**Textauszug:**

Am Arbeitsplatz gilt das Arbeitsschutzrecht (Ausnahmen siehe oben). Der Arbeitgeber hat durch eine Beurteilung der für die Beschäftigten mit ihrer Arbeit verbundenen Gefährdungen zu ermitteln, welche Maßnahmen des Arbeitsschutzes erforderlich sind. Seit dem 20.08.2020 steht dem Arbeitgeber als Hilfestellung die SARS-CoV-2-Arbeitsschutzregel zur Verfügung. Sie enthält Maßnahmen, mit denen das Infektionsrisiko für Beschäftigte gesenkt und auf niedrigem Niveau gehalten werden kann. Arbeitgeber, die die Regel anwenden, können davon ausgehen, dass sie rechtssicher handeln. Die BAUA weist darauf hin, dass gleichwertige oder strengere Regeln, zum Beispiel aus der Biostoffverordnung oder aus dem Bereich des Infektionsschutzes, weiterhin beachtet werden müssen.
Die Beurteilung der Arbeitsbedingungen ist beteiligungsorientiert, entweder unter Einbeziehung der Beschäftigtenvertretungen oder mit den Beschäftigten direkt, umzusetzen. Der Arbeitgeber hat bei der Überprüfung und Aktualisierung der Gefährdungsbeurteilung und bei der Ableitung betriebsspezifischer Infektionsschutzmaßnahmen auch die Sicherheitsfachkraft und den Betriebsarzt einzubinden.

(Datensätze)
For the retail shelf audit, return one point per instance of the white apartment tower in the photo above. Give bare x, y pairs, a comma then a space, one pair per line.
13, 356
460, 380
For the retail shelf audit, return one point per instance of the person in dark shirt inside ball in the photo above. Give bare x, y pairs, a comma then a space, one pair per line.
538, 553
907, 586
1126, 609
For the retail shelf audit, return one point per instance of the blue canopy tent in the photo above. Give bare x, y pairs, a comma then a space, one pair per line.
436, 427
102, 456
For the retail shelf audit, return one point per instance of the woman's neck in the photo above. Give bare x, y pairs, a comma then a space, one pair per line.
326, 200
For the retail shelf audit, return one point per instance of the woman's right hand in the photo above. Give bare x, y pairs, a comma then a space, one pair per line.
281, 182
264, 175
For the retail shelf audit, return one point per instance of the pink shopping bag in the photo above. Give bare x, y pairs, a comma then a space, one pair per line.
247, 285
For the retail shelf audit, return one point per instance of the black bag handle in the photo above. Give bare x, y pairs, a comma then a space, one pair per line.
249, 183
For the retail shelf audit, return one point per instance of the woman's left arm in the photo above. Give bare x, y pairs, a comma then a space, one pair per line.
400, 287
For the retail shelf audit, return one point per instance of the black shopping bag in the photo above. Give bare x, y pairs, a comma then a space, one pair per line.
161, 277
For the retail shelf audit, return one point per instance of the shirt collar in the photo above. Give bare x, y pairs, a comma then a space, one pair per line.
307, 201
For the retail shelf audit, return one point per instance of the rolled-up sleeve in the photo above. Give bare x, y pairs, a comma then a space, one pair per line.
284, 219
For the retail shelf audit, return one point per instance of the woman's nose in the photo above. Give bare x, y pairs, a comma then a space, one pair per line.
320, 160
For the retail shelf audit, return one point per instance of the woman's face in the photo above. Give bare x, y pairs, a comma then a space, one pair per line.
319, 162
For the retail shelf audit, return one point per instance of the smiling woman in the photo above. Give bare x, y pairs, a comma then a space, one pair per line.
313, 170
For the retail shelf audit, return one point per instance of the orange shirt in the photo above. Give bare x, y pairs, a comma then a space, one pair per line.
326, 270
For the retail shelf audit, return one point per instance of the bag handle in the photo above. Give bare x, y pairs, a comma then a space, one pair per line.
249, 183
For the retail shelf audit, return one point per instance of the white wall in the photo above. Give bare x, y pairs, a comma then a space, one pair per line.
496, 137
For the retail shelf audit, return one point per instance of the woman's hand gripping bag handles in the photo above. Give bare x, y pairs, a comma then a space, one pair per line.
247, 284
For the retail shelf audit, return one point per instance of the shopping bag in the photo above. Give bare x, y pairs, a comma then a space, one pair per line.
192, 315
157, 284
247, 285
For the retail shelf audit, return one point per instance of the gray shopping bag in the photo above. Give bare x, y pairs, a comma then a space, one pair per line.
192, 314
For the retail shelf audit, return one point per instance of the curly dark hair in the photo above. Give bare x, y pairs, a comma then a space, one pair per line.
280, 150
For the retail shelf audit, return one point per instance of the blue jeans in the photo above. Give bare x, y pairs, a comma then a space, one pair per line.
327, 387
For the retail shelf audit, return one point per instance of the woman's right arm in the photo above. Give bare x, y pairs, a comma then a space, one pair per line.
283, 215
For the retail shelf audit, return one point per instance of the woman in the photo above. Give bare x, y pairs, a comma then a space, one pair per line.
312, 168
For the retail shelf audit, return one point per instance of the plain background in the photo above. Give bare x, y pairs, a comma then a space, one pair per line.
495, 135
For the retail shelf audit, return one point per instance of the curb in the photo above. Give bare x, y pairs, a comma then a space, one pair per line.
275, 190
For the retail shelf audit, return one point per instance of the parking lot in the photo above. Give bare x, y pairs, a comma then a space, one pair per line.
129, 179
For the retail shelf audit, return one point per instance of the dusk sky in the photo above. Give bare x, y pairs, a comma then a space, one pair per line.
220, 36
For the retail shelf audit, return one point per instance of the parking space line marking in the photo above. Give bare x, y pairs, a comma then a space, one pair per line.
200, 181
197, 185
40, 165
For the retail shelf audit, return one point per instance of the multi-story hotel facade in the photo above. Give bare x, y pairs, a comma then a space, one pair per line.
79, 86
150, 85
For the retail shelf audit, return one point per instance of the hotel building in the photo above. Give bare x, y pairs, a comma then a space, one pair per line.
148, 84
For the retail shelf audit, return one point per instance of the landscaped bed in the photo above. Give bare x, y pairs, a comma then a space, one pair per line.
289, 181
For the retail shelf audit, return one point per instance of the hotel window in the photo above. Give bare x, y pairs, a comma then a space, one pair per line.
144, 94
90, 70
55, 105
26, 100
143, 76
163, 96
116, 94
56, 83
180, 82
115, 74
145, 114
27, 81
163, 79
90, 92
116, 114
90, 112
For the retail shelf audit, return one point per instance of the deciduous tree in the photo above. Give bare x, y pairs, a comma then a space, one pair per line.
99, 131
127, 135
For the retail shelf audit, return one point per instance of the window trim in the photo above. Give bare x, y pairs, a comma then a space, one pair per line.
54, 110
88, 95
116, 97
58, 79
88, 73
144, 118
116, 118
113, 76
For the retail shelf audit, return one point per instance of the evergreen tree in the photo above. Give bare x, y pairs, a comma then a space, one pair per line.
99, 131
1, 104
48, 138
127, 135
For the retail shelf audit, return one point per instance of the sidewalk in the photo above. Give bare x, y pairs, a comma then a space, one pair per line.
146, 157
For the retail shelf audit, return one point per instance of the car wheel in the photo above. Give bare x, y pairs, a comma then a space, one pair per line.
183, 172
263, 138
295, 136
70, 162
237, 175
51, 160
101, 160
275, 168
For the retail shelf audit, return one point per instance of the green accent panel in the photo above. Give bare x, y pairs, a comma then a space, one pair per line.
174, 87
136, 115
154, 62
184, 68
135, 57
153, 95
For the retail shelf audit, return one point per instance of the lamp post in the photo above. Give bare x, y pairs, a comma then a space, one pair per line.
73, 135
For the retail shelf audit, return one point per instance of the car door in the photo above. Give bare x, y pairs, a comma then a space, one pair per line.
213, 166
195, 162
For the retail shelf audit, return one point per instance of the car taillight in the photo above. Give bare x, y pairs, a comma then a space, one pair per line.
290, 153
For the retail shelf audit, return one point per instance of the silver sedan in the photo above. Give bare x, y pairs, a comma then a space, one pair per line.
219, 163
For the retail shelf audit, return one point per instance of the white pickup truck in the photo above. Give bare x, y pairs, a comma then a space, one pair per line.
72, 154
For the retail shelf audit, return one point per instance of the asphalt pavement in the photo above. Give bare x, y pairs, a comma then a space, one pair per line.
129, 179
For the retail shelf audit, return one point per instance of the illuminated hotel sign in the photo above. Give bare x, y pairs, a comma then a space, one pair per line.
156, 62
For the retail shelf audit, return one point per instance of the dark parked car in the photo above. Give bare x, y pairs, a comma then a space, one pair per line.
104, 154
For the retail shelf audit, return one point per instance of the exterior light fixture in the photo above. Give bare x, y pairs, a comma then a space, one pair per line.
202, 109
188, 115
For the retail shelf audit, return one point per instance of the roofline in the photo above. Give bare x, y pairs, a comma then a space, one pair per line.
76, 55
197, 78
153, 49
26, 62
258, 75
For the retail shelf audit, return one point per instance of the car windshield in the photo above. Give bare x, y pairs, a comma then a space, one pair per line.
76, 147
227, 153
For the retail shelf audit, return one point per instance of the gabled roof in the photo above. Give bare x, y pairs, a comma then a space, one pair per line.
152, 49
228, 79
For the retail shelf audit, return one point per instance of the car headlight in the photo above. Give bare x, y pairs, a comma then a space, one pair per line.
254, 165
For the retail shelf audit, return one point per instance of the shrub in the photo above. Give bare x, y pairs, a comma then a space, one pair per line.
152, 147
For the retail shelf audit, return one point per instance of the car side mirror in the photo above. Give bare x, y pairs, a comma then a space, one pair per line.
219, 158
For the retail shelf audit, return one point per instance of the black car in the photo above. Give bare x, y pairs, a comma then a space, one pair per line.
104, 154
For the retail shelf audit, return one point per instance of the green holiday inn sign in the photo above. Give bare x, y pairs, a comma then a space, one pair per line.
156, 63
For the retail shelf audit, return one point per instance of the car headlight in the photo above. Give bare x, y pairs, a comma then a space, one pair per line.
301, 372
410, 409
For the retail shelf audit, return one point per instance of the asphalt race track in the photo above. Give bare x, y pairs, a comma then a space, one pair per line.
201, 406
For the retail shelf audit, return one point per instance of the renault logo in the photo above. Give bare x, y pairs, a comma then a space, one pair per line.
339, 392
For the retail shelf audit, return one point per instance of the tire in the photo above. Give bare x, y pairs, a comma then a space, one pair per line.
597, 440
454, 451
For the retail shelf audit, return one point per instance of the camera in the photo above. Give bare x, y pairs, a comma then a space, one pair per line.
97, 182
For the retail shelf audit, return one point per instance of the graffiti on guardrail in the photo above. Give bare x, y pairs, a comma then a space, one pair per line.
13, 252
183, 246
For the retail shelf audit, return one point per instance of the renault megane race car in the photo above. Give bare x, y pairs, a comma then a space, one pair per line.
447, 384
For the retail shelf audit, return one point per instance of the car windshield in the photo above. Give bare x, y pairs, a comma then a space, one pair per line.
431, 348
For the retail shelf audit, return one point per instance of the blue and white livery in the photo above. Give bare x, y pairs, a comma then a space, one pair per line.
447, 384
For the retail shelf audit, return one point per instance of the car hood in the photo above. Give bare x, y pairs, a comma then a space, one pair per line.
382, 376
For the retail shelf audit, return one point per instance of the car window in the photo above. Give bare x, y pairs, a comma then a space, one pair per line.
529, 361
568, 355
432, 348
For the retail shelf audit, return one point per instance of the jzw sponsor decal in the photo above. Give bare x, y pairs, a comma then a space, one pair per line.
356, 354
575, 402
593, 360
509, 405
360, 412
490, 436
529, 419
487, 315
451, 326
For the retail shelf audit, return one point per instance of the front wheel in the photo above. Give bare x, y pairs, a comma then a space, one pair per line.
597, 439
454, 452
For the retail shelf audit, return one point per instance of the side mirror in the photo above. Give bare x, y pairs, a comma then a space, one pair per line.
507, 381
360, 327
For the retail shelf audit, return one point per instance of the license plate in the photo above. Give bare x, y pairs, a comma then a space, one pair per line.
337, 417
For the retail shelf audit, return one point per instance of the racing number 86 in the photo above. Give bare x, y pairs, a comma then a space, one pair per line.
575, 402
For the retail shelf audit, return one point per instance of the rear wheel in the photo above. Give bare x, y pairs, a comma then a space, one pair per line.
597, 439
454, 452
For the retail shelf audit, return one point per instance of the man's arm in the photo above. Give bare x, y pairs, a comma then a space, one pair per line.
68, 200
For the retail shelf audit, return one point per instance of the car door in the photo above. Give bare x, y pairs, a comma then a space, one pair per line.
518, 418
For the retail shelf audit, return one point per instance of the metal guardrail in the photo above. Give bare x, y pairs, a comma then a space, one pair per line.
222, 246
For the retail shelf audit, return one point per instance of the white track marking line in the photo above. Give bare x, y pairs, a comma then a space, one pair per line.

**Deine Aufgaben:**
[1] Schreib aus dem Text zum Arbeitsschutz das Stück von „Am Arbeitsplatz gilt“ bis „beachtet werden müssen.“ Wort für Wort ab.
[2] Seit welchem Datum gibt es laut dem Text zum Arbeitsschutz die SARS-CoV-2-Arbeitsschutzregel als Hilfe für Arbeitgeber?
[3] Schreib den Text zum Arbeitsschutz nach seinem letzten Satz weiter.

**Lösungen:**
[1]
Am Arbeitsplatz gilt das Arbeitsschutzrecht (Ausnahmen siehe oben). Der Arbeitgeber hat durch eine Beurteilung der für die Beschäftigten mit ihrer Arbeit verbundenen Gefährdungen zu ermitteln, welche Maßnahmen des Arbeitsschutzes erforderlich sind. Seit dem 20.08.2020 steht dem Arbeitgeber als Hilfestellung die SARS-CoV-2-Arbeitsschutzregel zur Verfügung. Sie enthält Maßnahmen, mit denen das Infektionsrisiko für Beschäftigte gesenkt und auf niedrigem Niveau gehalten werden kann. Arbeitgeber, die die Regel anwenden, können davon ausgehen, dass sie rechtssicher handeln. Die BAUA weist darauf hin, dass gleichwertige oder strengere Regeln, zum Beispiel aus der Biostoffverordnung oder aus dem Bereich des Infektionsschutzes, weiterhin beachtet werden müssen.

[2] Seit dem 20.08.2020.

[3]
In den Begriffsbestimmungen dieser Regel findet sich auch die Definition für eine Mund-Nase-Bedeckung unter 2.3: „Mund-Nase-Bedeckungen (MNB) sind textile Bekleidungsgegenstände, die mindestens Nase und Mund bedecken und die geeignet sind, die Geschwindigkeit des Atemstroms oder des Speichel-/Schleim-/Tröpfchenauswurfs deutlich zu reduzieren. MNB dienen dem Fremdschutz. Sie sind weder Medizinprodukte noch Persönliche Schutzausrüstung (PSA).“
Abgrenzend dazu wird in 2.4 definiert: „Mund-Nase-Schutz/Medizinische Gesichtsmasken (zum Beispiel nach DIN EN 14683) — Mund-Nase-Schutz (MNS)/medizinische Gesichtsmasken sind Medizinprodukte und unterliegen damit dem Medizinprodukterecht. Sie dienen dem Fremdschutz und schützen Dritte vor der Exposition gegenüber möglicherweise infektiösen Tröpfchen desjenigen, der den MNS trägt. Medizinische Gesichtsmasken müssen einem Zulassungsverfahren unterzogen worden sein.“
In 2.5 werden filtrierende Halbmasken (zum Beispiel nach DIN EN 149) definiert: „(1) Filtrierende Halbmasken (beispielweise FFP) sind Atemschutzmasken. Sie schützen als PSA den Träger/die Trägerin vor Tröpfchen und gegen Aerosole. Filtrierende Halbmasken werden unter anderem durch die Filterleistung unterschieden, die mit steigender Filterleistung eine Einteilung in verschiedene Geräteklassen ermöglicht. Filtrierende Halbmasken müssen einem Zulassungsverfahren unterzogen worden sein. (2) Filtrierende Halbmasken mit Ausatemventil schützen nur den Träger (Eigenschutz) und sind deshalb für den gegenseitigen Infektionsschutz (Fremdschutz) nicht geeignet.[2]“
Nach diesem Ausflug in die Begriffsbestimmungen, zurück zur Gefährdungsbeurteilung und zur daraus resultierenden Festlegung von Maßnahmen.
Die Rangfolge der Schutzmaßnahmen ist in § 4 Allgemeine Grundsätze des Arbeitsschutzgesetzes vorgegeben. Technische Maßnahmen haben immer Vorrang vor organisatorischen Maßnahmen. Nach den organisatorischen Maßnahmen kommen erst als letztes Mittel personenbezogene Maßnahmen zum Tragen, das T — O — P — Prinzip.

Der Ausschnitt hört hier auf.